● **AIM OF THE TASK**
Pull out each line of the material in which the word "waterfall" appears.

● **RECORDS TO PROCESS**
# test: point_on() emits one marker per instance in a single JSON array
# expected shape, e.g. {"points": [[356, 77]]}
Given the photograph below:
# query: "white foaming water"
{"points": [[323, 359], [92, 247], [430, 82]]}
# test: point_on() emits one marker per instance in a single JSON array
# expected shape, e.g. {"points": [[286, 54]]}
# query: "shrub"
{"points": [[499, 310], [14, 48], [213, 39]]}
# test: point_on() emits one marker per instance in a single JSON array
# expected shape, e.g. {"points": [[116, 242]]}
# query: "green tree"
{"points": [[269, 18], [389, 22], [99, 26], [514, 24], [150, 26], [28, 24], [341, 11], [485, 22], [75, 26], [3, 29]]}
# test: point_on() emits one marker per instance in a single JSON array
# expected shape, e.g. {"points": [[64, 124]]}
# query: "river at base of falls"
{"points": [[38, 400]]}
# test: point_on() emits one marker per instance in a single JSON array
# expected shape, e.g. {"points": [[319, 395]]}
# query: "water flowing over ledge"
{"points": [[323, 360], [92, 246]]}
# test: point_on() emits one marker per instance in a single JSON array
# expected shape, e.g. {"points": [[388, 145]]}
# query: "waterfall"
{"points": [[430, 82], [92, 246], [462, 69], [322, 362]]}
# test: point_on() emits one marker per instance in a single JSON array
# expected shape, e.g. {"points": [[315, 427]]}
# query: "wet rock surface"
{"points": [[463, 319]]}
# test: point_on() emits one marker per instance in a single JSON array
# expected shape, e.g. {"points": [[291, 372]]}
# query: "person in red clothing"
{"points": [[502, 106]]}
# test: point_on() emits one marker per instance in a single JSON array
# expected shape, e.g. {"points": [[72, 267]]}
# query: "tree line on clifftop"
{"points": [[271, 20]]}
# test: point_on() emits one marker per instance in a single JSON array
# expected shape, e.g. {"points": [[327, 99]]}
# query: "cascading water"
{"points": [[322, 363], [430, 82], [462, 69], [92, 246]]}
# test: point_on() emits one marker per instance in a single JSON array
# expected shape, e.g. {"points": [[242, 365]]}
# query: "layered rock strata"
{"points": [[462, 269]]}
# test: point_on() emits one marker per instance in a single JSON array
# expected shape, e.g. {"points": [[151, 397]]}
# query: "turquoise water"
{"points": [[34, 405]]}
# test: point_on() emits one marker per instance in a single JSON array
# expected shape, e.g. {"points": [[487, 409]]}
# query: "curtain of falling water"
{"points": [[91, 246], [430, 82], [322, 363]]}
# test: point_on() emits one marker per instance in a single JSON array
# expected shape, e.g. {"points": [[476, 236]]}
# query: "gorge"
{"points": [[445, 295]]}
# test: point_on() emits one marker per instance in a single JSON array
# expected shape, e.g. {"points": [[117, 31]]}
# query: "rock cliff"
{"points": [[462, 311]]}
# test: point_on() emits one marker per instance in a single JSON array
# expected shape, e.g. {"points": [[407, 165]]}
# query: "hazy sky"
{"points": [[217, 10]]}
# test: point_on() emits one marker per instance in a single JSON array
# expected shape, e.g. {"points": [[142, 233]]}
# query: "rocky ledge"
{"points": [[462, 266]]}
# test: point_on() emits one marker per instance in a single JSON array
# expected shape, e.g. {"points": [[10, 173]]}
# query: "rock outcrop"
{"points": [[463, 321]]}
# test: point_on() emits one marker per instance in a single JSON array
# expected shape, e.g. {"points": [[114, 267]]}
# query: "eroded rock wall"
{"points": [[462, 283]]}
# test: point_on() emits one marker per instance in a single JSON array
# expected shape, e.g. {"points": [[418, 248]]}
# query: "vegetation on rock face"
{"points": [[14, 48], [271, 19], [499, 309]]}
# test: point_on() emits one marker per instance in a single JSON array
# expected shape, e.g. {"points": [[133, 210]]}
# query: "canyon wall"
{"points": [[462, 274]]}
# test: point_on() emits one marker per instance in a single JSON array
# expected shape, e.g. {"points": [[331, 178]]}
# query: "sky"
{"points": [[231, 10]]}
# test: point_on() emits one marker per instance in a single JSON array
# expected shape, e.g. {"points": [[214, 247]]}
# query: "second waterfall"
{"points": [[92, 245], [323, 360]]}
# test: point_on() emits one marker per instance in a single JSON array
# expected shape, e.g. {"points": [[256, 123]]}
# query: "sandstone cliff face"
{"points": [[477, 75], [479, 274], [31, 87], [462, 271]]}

● **OUTPUT FOR THIS TASK**
# query: "waterfall"
# query: "second waterfall"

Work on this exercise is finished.